== Excerpt from a dataset ==
- - -
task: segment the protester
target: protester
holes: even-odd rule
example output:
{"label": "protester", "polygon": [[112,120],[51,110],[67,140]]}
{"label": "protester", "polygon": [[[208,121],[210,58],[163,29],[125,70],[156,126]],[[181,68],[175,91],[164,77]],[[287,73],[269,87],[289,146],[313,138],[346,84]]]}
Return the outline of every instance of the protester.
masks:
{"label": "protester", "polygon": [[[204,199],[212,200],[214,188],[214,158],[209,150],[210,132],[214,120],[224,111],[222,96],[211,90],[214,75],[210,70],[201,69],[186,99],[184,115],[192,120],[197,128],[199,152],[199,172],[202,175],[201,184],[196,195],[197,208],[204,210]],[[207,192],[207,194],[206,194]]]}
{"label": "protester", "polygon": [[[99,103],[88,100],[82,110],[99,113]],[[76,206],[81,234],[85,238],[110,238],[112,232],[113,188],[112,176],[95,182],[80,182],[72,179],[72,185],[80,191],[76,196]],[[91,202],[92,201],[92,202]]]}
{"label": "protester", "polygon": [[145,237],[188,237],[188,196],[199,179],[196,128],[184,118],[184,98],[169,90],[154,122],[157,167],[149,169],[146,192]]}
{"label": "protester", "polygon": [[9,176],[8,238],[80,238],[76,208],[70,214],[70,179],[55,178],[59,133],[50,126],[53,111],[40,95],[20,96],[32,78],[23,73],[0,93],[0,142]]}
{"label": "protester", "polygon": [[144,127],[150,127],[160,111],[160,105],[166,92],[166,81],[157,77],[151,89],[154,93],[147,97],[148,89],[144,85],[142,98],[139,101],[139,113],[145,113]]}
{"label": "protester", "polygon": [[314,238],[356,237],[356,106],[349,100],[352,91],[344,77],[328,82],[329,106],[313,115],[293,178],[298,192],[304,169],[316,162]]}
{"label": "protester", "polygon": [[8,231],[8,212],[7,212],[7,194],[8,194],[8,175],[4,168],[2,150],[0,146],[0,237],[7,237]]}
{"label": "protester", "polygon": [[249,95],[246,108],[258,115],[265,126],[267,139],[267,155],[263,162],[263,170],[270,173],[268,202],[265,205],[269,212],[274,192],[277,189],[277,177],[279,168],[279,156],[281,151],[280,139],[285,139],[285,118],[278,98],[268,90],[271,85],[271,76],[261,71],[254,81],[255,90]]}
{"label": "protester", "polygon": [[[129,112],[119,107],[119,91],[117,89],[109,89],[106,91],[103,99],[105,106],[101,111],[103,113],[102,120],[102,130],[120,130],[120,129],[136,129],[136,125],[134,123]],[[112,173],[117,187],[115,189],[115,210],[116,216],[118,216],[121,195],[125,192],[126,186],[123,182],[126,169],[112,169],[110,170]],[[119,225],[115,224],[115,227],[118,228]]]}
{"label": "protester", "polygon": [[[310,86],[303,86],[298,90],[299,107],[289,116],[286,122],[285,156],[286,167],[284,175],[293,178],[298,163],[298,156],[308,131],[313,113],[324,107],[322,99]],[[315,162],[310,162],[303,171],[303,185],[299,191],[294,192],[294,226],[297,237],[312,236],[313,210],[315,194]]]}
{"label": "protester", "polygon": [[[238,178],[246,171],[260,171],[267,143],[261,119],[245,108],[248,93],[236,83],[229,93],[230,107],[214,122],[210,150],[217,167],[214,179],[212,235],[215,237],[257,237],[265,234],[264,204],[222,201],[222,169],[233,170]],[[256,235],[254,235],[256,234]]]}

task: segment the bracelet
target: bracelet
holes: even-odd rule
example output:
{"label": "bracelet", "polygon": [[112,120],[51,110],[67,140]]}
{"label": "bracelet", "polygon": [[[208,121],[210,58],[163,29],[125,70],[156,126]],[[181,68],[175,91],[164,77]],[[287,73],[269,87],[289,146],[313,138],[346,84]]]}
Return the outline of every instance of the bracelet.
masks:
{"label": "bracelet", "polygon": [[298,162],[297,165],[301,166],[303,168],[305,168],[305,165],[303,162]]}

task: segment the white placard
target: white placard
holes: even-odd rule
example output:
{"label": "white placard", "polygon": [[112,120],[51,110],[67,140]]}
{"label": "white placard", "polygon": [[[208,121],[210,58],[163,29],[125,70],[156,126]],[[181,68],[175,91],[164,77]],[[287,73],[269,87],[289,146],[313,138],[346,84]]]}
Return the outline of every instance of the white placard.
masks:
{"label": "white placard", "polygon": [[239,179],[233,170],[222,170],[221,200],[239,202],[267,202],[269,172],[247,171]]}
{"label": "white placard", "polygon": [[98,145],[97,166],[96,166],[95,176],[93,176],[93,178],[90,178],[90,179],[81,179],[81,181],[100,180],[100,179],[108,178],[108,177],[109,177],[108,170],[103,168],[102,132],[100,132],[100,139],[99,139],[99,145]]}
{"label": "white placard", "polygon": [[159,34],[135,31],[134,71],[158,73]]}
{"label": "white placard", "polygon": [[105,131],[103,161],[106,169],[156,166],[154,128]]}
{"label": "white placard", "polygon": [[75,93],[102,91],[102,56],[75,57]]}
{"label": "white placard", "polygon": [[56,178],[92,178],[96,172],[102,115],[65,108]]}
- - -
== What is being asked ==
Output all of the rows above again, each line unchanged and in its original order.

== Expected answer ==
task: segment the protester
target: protester
holes: even-odd rule
example output:
{"label": "protester", "polygon": [[112,120],[51,110],[67,140]]}
{"label": "protester", "polygon": [[[208,121],[210,58],[163,29],[125,70],[156,126]],[[181,68],[175,91],[164,77]],[[287,73],[269,87],[289,146],[313,138],[346,84]]]}
Return the outline of every instance of the protester.
masks:
{"label": "protester", "polygon": [[[204,199],[212,200],[214,188],[214,158],[209,150],[210,132],[214,120],[224,111],[222,96],[211,90],[214,75],[210,70],[201,69],[186,99],[184,115],[192,120],[197,128],[199,152],[199,172],[202,175],[201,184],[196,195],[197,208],[204,210]],[[207,192],[207,194],[206,194]]]}
{"label": "protester", "polygon": [[[99,103],[88,100],[82,110],[99,113]],[[76,206],[81,234],[85,238],[110,238],[112,232],[113,188],[112,176],[95,182],[80,182],[72,179],[72,185],[80,191],[76,196]],[[91,202],[92,201],[92,202]]]}
{"label": "protester", "polygon": [[145,237],[188,237],[188,196],[199,179],[196,128],[184,118],[184,98],[169,90],[154,122],[157,167],[149,169],[146,192]]}
{"label": "protester", "polygon": [[9,176],[8,238],[80,238],[76,208],[70,214],[70,179],[55,178],[59,133],[50,126],[53,111],[40,95],[20,96],[32,78],[23,73],[0,93],[0,142]]}
{"label": "protester", "polygon": [[144,127],[150,127],[160,111],[160,105],[166,92],[166,81],[157,77],[151,89],[154,93],[147,97],[148,89],[144,85],[142,98],[139,101],[139,113],[145,113]]}
{"label": "protester", "polygon": [[314,238],[356,237],[356,106],[349,100],[352,91],[344,77],[328,82],[329,106],[313,115],[293,178],[298,192],[304,169],[316,162]]}
{"label": "protester", "polygon": [[8,231],[8,212],[7,212],[7,194],[8,194],[8,175],[4,168],[2,150],[0,146],[0,237],[7,237]]}
{"label": "protester", "polygon": [[249,95],[246,108],[258,115],[265,126],[267,139],[267,155],[263,162],[263,170],[270,173],[268,202],[265,205],[269,212],[274,192],[277,189],[277,177],[279,168],[279,156],[281,151],[280,139],[285,139],[285,118],[278,98],[268,90],[271,85],[271,76],[261,71],[254,81],[255,90]]}
{"label": "protester", "polygon": [[[129,112],[119,107],[119,91],[117,89],[109,89],[106,91],[103,99],[105,106],[101,111],[103,113],[102,120],[102,130],[120,130],[120,129],[136,129],[136,125],[134,123]],[[112,173],[117,187],[115,189],[115,210],[116,216],[118,216],[121,195],[125,192],[126,186],[123,182],[126,169],[112,169],[110,170]],[[119,225],[115,224],[115,227],[118,228]]]}
{"label": "protester", "polygon": [[[310,86],[303,86],[298,90],[299,107],[289,116],[286,122],[285,156],[286,167],[284,175],[293,178],[298,163],[298,156],[308,131],[313,113],[324,107],[322,99]],[[315,162],[310,162],[303,171],[303,185],[299,191],[294,192],[294,226],[297,237],[312,236],[313,210],[315,194]]]}
{"label": "protester", "polygon": [[[238,178],[246,171],[260,171],[267,143],[261,119],[245,108],[248,93],[236,83],[229,93],[230,107],[214,122],[210,150],[217,167],[214,179],[212,235],[215,237],[257,237],[265,234],[264,204],[222,201],[222,169],[233,170]],[[256,235],[254,235],[256,234]]]}

task: segment the bracelet
target: bracelet
holes: even-odd rule
example output:
{"label": "bracelet", "polygon": [[112,120],[51,110],[67,140]]}
{"label": "bracelet", "polygon": [[[208,121],[210,58],[163,29],[125,70],[156,126]],[[181,68],[175,91],[164,77]],[[287,73],[269,87],[289,146],[313,138],[346,84]]]}
Return the outline of every instance of the bracelet.
masks:
{"label": "bracelet", "polygon": [[298,162],[297,165],[301,166],[303,168],[305,168],[305,165],[303,162]]}

task: segment the white placard
target: white placard
holes: even-odd rule
example output:
{"label": "white placard", "polygon": [[112,120],[51,110],[67,140]]}
{"label": "white placard", "polygon": [[[208,121],[210,58],[163,29],[125,70],[156,126]],[[181,68],[175,91],[164,77]],[[287,73],[269,87],[289,146],[313,138],[346,84]]]}
Return the outline of every instance of the white placard.
masks:
{"label": "white placard", "polygon": [[239,179],[233,170],[222,170],[221,200],[239,202],[267,202],[269,172],[247,171]]}
{"label": "white placard", "polygon": [[98,145],[97,166],[96,166],[95,176],[93,176],[93,178],[90,178],[90,179],[81,179],[81,181],[100,180],[100,179],[108,178],[108,177],[109,177],[108,170],[103,168],[102,132],[100,132],[100,139],[99,139],[99,145]]}
{"label": "white placard", "polygon": [[159,34],[135,31],[134,71],[158,73]]}
{"label": "white placard", "polygon": [[105,131],[103,161],[106,169],[156,166],[154,128]]}
{"label": "white placard", "polygon": [[75,93],[102,91],[102,56],[75,57]]}
{"label": "white placard", "polygon": [[56,178],[92,178],[96,172],[102,115],[65,108]]}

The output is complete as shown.